**TEXT PROVIDED**:

▼

For decades, scientists have decoded how the brain navigates the physical world, but a new discovery reveals its hidden ability to chart the world of ideas and actions. Researchers at the University of Oxford have identified specific brain cells that enable animals — and possibly humans — to generalise from past experience, adapt to new situations, and predict what will happen next. These “goal progress” cells don’t just map where we are in space; they map where we are in a sequence of behaviour, allowing for flexibility, creativity, and intelligent decision-making.
From spatial maps to behavioural blueprints
The idea that the brain builds “maps” of our surroundings dates back to the mid-20th century, when psychologist Edward Tolman proposed the concept of cognitive maps. Decades later, researchers uncovered the intricate system of place cells and grid cells in the hippocampus and entorhinal cortex, which create a spatial framework of the environment. These specialised neurons encode distances, goals, and locations, giving us an internal compass that guides physical navigation.

▲

**EXCERPTED DATA**:
▼

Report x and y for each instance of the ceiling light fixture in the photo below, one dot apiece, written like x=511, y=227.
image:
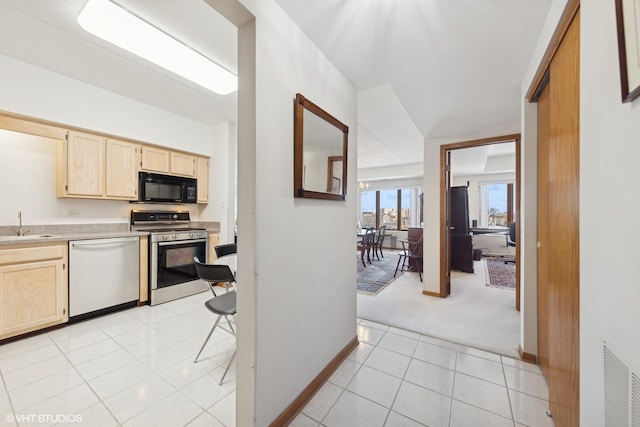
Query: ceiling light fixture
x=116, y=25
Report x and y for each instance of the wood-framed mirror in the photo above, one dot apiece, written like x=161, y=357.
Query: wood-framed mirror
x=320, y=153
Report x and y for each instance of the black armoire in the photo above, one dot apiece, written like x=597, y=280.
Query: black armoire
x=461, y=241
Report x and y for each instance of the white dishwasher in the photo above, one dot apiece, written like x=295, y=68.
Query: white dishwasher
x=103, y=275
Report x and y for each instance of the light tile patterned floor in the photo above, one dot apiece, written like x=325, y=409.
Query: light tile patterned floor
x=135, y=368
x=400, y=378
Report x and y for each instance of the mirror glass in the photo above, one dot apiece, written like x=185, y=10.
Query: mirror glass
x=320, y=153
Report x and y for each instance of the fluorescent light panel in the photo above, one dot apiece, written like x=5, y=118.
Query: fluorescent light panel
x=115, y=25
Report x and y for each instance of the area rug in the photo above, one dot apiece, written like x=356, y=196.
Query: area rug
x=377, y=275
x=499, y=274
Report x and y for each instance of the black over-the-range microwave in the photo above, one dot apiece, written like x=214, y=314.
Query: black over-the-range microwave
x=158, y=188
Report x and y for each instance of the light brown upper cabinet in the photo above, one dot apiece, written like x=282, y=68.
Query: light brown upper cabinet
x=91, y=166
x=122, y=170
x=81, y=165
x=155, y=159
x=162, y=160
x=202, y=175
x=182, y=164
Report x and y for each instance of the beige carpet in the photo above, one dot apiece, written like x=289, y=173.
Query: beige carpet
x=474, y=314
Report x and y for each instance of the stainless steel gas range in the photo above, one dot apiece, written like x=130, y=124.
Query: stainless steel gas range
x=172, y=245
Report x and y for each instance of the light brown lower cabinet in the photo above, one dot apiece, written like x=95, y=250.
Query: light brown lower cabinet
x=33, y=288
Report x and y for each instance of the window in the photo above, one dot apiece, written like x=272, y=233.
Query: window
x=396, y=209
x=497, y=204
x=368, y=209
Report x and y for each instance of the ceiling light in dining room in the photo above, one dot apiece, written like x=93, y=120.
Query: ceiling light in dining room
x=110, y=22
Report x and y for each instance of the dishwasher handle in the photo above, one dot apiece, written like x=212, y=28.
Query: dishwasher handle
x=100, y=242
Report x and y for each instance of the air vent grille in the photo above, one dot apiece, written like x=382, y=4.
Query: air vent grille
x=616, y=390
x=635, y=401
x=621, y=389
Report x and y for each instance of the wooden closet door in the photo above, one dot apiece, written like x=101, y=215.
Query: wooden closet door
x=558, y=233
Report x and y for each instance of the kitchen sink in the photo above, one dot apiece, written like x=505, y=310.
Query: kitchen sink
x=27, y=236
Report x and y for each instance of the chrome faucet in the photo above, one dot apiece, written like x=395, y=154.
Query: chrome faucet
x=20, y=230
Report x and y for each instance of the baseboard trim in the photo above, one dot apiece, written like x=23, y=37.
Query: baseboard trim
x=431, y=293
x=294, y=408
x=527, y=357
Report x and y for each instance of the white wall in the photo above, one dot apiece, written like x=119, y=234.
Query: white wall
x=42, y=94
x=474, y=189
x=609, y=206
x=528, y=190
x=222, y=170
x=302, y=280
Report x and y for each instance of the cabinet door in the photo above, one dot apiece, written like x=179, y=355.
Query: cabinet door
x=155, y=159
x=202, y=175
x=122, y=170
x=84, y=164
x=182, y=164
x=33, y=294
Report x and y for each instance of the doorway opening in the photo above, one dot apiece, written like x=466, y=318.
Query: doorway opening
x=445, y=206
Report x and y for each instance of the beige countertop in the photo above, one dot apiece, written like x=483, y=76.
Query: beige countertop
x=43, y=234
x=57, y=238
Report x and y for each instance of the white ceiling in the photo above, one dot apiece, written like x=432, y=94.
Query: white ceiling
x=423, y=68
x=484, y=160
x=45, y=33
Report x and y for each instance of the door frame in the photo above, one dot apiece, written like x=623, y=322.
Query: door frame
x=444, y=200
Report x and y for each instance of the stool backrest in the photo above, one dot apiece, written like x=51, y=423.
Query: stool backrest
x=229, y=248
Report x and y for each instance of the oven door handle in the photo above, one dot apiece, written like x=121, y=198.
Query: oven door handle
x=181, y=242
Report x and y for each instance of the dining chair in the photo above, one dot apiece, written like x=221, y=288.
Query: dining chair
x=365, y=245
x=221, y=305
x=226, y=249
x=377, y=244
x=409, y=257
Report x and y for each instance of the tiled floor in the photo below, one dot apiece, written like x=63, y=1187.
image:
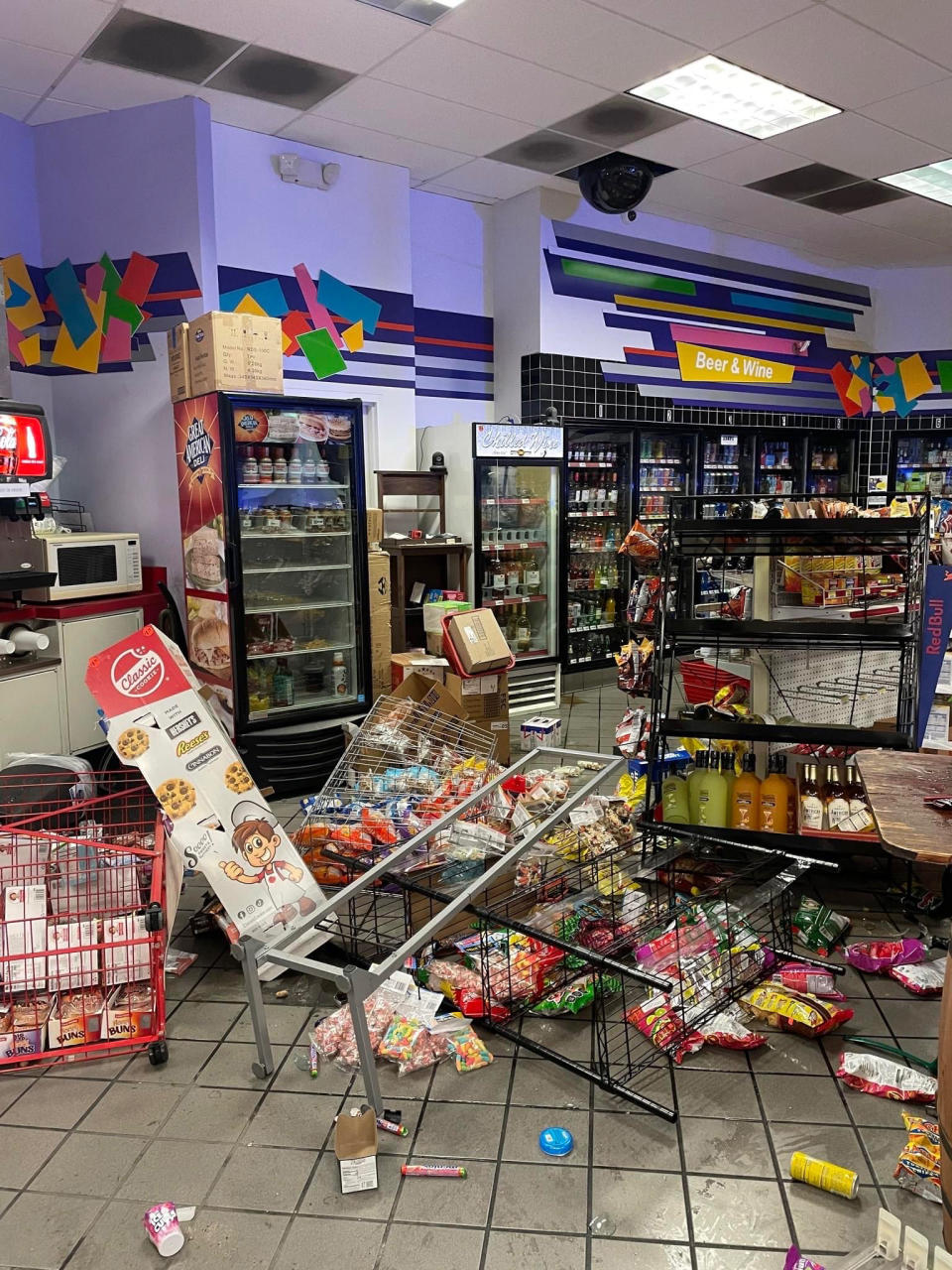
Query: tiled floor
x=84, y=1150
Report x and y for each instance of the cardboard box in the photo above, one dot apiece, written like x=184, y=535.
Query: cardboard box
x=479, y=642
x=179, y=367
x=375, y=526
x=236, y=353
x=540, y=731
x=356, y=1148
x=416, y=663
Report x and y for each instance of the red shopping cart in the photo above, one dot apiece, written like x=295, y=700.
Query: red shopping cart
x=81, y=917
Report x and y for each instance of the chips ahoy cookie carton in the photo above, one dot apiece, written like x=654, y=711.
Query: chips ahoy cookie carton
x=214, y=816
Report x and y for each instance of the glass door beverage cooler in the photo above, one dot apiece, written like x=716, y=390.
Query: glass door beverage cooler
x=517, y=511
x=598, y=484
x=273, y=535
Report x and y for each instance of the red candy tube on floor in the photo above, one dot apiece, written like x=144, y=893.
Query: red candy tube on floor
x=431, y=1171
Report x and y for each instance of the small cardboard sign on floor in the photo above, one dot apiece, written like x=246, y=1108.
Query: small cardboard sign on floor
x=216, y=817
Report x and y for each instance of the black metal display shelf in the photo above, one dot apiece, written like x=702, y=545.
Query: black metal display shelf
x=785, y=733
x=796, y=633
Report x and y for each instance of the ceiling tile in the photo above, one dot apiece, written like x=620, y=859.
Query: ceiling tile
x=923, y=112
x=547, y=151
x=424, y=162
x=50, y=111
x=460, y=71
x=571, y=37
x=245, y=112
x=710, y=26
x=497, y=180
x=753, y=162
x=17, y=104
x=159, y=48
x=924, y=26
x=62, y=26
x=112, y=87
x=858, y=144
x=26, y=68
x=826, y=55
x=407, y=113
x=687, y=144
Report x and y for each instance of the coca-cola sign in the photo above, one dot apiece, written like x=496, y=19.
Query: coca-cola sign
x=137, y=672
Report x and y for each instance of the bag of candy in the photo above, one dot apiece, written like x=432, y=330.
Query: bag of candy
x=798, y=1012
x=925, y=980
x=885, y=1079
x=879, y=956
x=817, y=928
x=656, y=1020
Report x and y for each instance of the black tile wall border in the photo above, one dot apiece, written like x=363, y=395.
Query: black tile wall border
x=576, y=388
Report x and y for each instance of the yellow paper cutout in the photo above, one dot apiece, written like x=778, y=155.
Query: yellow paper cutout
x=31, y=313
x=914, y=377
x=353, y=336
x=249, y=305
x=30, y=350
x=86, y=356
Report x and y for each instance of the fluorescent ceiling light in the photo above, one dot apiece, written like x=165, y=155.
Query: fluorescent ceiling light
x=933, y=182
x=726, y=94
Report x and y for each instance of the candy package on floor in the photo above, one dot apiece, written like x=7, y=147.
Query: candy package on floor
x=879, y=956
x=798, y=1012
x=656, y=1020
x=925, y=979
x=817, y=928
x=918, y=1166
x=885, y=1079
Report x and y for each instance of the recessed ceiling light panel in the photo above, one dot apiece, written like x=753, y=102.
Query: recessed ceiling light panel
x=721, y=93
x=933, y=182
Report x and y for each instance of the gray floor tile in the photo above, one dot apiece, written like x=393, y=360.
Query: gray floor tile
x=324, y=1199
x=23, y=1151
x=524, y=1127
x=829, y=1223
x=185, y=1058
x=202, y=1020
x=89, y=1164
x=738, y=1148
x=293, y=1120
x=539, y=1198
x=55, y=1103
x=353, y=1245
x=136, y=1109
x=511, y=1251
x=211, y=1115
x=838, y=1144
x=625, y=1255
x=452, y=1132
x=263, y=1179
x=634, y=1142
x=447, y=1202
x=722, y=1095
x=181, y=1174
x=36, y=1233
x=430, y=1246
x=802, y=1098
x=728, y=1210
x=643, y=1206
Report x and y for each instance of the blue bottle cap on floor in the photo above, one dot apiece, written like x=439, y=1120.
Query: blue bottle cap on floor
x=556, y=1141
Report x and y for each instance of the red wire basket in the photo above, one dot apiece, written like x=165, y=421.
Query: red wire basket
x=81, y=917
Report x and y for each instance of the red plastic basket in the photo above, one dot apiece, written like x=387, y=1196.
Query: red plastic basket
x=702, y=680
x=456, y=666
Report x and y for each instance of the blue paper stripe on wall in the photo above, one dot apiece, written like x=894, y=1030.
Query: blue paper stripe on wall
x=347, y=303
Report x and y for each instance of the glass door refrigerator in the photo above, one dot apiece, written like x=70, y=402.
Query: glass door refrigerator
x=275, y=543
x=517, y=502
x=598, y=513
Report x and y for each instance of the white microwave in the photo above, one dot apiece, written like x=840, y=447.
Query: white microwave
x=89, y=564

▲
▼

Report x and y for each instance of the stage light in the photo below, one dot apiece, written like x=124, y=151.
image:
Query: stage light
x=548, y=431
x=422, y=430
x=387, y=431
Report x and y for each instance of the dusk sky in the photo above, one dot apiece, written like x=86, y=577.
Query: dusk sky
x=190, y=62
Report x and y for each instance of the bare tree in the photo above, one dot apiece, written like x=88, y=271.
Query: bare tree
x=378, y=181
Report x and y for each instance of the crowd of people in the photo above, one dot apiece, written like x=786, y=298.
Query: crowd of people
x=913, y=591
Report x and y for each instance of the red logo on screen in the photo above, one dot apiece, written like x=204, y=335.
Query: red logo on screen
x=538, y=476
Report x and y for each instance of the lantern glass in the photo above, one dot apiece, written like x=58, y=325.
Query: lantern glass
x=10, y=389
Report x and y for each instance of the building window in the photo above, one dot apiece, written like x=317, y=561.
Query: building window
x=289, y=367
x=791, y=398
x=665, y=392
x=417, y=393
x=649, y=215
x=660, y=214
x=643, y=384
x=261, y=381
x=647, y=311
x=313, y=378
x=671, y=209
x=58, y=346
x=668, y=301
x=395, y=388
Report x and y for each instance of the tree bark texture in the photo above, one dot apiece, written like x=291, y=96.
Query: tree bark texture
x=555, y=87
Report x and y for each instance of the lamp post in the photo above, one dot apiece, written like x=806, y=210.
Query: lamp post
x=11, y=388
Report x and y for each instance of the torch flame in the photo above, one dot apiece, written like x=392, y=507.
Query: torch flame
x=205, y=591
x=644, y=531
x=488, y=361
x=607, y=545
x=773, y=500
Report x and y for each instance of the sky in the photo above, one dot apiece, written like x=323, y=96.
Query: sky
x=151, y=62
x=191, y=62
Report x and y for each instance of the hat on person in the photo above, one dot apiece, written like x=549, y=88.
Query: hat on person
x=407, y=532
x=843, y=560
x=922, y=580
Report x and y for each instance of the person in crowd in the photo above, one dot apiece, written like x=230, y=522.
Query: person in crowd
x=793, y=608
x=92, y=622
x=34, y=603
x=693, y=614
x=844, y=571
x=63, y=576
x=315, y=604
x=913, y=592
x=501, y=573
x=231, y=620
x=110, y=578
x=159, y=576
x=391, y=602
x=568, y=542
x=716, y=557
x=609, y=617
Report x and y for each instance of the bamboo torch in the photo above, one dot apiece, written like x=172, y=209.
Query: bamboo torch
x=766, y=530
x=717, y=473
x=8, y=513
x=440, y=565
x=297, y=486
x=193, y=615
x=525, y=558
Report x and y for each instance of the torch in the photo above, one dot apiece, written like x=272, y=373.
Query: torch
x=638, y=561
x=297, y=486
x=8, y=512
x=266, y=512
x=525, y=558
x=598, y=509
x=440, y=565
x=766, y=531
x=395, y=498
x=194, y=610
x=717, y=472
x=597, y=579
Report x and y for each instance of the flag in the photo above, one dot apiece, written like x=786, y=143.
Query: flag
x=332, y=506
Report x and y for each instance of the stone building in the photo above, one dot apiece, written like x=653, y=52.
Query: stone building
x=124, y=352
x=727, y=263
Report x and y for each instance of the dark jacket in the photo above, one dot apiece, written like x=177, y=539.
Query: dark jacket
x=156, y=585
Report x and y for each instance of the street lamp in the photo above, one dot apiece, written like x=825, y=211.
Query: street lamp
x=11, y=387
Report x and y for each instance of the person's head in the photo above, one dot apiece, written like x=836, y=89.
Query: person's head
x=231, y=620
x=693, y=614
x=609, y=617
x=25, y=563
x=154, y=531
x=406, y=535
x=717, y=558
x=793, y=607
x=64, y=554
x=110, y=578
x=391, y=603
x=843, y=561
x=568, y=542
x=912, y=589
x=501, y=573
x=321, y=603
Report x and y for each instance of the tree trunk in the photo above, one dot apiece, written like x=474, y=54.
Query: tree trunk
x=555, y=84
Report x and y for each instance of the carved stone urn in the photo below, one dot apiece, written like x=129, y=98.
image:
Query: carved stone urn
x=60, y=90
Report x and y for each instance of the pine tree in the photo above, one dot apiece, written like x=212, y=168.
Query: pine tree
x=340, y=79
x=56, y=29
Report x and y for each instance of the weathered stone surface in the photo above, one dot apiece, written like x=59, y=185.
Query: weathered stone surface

▲

**TASK ITEM A**: Translate this sentence from the article on the brain's maps into French: "These specialised neurons encode distances, goals, and locations, giving us an internal compass that guides physical navigation."
**TASK ITEM B**: Carry on the article on the brain's maps from the point where it stops.
None of the data is needed here.

**TASK RESULT A**: Ces neurones spécialisés encodent les distances, les objectifs et les emplacements, nous dotant d'une boussole interne qui guide la navigation physique.

**TASK RESULT B**:
But scientists have long suspected that the brain’s mapping abilities extend beyond physical space. If we can map streets and rooms, could we also map abstract ideas and sequences of behaviour? This question has driven researchers to explore whether similar principles govern how we remember steps in a recipe, navigate social interactions, or tackle a new challenge.
Discovering the “goal progress” cells
In a recent study published in Nature, Oxford neuroscientists trained mice to perform a structured task: moving through a series of four locations, each offering a water reward, in a repeating sequence. Even when the positions of the rewards changed, the mice instantly adapted, inferring the next step in the sequence without direct prior experience. This demonstrated that they were not relying on simple memory, but rather on a general understanding of task structure.
Electrode recordings from the mice’s cortex revealed the presence of specialised neurons that fired according to the animal’s progress toward a goal, independent of its location. Some cells tracked immediate subgoals, like intermediate steps in a cooking process, while others monitored overall progress, akin to nearing the completion of a meal. Together, these neurons created a “behavioural space” map — a flexible internal framework that could adapt when the rules of the task changed.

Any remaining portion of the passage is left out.